[Extracted information]:
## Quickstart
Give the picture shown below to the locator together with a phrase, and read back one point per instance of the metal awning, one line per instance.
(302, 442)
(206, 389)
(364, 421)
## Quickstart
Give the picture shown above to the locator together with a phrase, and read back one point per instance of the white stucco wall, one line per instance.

[What you will do]: Convert every line of the material above into a JSON list of strings, one string per line, leaving out any blank lines.

[Result for this exercise]:
[
  "## Quickstart",
  "Give the picture shown below to the locator together with a phrase, and read back one point per instance of the metal awning, one line per instance.",
  "(302, 442)",
  "(206, 389)",
  "(364, 421)",
  "## Quickstart",
  "Give the picture shown above to the locator together with a phrase, and read back one point per instance of the white stucco wall, one line per instance."
]